**Exercise aim:** Look below for lines that hold the string "roof" and copy each one.

Dataset excerpts:
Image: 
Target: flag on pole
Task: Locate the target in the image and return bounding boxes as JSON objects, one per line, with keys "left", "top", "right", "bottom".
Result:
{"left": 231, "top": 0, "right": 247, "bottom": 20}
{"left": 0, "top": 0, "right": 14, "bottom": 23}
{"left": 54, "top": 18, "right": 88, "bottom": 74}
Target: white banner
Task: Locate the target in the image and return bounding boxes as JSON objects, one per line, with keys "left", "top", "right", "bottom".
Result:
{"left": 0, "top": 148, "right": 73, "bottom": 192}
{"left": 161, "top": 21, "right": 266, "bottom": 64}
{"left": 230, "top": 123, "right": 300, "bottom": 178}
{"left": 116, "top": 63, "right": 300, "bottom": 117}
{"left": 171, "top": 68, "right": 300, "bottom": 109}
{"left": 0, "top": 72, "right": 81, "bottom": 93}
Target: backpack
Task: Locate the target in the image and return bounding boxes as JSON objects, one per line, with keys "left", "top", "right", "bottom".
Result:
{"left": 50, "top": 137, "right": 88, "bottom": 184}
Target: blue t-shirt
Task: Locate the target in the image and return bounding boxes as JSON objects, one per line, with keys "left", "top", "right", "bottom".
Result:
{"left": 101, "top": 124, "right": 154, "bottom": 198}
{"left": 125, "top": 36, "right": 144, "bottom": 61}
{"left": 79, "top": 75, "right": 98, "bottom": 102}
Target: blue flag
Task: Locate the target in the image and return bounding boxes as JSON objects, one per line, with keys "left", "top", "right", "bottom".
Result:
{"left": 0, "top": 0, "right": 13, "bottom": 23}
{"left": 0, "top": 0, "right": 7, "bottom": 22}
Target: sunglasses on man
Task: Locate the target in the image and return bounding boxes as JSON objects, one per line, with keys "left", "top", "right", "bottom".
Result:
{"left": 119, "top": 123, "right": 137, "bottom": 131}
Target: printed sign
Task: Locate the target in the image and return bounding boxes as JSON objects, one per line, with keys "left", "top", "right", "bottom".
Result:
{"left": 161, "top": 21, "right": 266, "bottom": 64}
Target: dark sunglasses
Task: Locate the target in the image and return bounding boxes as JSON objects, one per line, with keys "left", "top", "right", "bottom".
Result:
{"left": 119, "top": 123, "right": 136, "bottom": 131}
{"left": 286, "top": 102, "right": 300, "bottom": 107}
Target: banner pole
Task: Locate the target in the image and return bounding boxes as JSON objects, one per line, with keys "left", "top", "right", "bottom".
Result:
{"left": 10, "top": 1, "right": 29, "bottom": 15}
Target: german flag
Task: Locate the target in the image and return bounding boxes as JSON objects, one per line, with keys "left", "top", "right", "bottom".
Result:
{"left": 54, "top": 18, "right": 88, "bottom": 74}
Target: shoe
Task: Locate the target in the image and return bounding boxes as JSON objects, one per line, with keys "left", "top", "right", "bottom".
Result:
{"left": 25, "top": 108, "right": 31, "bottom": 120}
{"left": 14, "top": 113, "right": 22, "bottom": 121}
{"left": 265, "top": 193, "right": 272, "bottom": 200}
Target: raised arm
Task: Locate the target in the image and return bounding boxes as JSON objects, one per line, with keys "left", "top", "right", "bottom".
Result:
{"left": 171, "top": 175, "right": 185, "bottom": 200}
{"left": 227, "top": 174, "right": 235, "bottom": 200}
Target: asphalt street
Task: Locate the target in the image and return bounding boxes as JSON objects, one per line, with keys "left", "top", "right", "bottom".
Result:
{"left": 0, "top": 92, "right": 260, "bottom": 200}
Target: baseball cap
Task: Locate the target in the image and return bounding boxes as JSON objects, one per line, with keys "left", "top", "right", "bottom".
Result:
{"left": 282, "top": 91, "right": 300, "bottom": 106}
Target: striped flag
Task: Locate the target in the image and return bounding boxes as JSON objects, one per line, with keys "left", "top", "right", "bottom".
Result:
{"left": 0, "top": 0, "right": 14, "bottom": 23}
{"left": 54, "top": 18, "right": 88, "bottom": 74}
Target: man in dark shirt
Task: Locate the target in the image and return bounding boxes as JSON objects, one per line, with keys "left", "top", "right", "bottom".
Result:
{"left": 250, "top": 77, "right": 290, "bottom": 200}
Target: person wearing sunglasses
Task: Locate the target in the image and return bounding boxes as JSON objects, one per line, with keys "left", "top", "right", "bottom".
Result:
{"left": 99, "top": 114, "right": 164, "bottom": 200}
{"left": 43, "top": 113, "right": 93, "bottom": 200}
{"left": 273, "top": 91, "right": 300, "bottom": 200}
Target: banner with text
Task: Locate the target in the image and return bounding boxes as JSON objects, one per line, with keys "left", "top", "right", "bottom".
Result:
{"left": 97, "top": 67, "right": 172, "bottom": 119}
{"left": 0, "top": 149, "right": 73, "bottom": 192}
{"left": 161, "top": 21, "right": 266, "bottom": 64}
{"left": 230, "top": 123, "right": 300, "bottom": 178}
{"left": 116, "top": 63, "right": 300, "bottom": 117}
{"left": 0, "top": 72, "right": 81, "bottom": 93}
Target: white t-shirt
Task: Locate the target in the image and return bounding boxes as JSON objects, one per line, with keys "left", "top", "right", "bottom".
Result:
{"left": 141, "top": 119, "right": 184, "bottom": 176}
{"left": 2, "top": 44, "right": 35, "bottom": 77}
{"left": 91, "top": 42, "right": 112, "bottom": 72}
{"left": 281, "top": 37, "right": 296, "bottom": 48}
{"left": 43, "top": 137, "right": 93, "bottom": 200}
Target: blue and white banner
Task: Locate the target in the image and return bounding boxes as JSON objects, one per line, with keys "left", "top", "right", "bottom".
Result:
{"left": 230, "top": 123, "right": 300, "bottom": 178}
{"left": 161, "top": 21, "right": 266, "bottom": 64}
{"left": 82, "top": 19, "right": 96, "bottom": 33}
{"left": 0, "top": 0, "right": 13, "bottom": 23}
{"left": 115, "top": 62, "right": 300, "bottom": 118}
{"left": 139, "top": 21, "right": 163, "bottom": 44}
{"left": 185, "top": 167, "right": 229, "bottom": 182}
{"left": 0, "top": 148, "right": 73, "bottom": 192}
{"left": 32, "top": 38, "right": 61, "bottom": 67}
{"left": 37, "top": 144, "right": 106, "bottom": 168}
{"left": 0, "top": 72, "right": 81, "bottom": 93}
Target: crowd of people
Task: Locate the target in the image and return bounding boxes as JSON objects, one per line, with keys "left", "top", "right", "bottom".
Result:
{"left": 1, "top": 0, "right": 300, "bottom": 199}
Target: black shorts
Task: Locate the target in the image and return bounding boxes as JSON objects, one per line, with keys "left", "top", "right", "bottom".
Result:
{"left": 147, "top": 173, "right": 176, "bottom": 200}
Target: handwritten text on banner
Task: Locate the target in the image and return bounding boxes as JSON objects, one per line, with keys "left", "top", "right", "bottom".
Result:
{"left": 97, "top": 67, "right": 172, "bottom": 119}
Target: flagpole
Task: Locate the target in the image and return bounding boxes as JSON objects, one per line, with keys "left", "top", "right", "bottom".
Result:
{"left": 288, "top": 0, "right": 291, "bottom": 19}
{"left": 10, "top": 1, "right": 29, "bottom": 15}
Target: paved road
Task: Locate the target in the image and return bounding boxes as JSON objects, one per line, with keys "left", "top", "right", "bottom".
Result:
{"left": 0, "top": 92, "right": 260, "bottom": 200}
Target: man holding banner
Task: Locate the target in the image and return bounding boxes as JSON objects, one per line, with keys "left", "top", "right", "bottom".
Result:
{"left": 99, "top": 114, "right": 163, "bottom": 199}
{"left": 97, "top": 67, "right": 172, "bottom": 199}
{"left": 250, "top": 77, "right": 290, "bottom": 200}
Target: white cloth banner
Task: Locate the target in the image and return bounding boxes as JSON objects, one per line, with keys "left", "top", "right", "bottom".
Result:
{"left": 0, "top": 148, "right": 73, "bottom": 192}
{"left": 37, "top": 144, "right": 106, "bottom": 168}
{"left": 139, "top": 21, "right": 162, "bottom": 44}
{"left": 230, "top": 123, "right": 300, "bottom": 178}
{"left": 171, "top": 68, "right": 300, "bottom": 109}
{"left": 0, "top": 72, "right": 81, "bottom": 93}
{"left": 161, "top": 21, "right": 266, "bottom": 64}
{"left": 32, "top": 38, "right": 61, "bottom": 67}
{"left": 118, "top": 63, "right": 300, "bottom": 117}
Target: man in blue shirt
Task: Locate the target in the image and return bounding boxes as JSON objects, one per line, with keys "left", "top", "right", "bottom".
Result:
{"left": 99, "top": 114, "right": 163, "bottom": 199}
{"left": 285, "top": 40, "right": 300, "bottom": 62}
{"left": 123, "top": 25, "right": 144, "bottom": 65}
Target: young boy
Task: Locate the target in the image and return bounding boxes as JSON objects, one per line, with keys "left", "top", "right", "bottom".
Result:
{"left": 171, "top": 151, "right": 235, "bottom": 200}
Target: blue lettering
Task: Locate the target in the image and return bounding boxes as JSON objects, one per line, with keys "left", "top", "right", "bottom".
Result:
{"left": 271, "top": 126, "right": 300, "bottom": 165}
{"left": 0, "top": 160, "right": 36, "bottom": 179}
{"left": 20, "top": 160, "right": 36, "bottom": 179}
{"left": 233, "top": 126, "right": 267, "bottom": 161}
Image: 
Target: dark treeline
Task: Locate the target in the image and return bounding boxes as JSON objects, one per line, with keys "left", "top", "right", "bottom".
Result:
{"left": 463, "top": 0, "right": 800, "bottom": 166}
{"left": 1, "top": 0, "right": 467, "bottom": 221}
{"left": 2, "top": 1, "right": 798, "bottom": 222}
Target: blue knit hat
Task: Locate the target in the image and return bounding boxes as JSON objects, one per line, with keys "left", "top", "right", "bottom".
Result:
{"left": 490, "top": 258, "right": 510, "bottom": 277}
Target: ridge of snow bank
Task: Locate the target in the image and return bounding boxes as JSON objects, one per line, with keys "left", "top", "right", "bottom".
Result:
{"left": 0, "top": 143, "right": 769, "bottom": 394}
==
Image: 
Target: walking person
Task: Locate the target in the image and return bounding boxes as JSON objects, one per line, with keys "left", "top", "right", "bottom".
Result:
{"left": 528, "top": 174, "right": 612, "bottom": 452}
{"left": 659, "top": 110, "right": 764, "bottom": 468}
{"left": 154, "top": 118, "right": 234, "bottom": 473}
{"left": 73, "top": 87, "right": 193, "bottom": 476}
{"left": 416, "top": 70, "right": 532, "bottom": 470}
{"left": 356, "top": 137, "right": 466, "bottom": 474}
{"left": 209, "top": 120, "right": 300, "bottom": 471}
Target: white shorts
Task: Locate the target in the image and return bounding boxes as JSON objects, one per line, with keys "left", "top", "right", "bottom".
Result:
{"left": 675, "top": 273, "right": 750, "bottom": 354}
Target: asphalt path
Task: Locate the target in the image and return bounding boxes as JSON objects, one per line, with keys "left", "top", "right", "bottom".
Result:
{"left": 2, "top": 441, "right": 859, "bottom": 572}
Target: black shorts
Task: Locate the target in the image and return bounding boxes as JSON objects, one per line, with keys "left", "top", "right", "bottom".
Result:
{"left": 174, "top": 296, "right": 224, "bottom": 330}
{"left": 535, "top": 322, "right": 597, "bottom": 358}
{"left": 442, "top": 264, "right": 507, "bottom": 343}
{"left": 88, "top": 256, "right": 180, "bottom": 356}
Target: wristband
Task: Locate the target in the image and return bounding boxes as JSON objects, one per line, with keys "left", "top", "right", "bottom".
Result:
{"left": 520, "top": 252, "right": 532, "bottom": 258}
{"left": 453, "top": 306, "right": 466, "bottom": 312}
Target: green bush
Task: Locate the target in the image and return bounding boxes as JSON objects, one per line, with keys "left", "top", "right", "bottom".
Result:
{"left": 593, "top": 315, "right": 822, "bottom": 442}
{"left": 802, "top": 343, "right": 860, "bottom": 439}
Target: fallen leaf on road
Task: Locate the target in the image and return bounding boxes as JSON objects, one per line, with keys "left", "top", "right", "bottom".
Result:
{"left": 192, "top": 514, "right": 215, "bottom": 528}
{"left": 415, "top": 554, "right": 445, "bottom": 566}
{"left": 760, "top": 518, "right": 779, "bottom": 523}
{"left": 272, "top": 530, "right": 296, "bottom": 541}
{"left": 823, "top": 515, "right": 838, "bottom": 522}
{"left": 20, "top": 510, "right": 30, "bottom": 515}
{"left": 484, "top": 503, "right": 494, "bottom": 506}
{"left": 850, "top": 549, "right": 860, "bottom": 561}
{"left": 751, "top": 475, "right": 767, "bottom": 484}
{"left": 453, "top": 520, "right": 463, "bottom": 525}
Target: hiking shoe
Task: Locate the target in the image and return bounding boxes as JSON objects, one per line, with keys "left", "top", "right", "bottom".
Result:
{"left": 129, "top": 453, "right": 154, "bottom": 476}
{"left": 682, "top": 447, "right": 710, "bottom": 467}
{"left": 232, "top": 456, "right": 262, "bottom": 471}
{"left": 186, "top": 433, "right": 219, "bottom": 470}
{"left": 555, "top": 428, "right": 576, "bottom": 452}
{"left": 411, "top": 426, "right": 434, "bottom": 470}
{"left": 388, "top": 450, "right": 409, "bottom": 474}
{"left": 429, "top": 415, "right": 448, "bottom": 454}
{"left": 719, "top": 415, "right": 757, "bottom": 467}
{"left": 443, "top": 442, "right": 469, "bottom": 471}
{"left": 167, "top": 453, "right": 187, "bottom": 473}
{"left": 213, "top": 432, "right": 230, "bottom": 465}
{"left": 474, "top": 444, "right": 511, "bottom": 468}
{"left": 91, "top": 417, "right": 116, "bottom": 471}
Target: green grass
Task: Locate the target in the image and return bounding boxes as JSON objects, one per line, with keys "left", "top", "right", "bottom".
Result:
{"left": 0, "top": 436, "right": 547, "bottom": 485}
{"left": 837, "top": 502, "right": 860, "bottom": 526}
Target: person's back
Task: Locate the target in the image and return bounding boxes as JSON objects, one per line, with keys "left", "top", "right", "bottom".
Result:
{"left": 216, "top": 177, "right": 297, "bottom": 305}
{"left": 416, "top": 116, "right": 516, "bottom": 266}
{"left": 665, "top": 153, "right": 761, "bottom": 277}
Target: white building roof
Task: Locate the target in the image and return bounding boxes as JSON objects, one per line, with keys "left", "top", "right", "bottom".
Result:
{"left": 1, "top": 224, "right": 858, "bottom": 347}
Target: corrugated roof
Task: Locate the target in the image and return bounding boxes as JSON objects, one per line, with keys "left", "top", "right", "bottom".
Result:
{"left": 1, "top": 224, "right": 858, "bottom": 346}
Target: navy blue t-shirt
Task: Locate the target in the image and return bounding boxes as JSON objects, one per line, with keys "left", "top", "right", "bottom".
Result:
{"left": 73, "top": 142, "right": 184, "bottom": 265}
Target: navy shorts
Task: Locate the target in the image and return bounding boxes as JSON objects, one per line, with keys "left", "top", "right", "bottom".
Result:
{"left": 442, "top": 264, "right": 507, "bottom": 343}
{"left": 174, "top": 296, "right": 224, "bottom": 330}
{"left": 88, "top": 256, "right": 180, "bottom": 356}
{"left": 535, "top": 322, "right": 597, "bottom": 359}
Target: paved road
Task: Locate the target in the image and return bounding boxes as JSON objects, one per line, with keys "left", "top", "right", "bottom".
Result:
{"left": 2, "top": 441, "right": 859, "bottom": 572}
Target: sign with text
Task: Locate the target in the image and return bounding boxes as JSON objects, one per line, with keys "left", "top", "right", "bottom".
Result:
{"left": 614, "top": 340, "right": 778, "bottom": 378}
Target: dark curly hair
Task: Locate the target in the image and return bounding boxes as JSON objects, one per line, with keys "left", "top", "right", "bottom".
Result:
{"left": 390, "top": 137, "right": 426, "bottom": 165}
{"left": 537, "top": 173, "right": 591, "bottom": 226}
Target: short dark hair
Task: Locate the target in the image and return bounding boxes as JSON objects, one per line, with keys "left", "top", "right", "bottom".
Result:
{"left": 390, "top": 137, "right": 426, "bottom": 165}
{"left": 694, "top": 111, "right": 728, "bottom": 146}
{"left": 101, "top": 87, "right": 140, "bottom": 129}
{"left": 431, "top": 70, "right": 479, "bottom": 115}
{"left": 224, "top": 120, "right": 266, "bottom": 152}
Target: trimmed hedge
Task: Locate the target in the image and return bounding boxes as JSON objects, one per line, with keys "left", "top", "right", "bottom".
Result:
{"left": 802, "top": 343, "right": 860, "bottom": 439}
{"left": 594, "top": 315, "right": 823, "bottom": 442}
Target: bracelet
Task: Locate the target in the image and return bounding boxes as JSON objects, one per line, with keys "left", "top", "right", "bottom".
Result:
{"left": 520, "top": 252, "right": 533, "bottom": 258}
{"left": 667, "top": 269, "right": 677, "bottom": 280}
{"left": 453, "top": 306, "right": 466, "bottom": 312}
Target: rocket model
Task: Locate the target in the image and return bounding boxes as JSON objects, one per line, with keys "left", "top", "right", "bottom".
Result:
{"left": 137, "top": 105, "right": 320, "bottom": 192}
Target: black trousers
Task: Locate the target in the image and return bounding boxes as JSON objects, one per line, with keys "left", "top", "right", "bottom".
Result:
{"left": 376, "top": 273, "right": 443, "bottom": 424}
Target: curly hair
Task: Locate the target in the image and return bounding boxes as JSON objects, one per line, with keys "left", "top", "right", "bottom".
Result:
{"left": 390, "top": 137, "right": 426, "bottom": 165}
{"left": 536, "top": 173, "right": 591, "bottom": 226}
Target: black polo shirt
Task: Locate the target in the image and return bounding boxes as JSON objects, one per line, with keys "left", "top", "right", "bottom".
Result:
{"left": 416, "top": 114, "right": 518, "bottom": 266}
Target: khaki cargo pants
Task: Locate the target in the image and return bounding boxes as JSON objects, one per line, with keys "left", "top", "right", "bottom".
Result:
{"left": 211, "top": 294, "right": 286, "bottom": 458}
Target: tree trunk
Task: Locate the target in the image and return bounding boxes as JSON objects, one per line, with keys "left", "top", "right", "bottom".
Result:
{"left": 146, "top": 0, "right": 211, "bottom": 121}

**Output for this exercise:**
Target: white building roof
Target: corrugated roof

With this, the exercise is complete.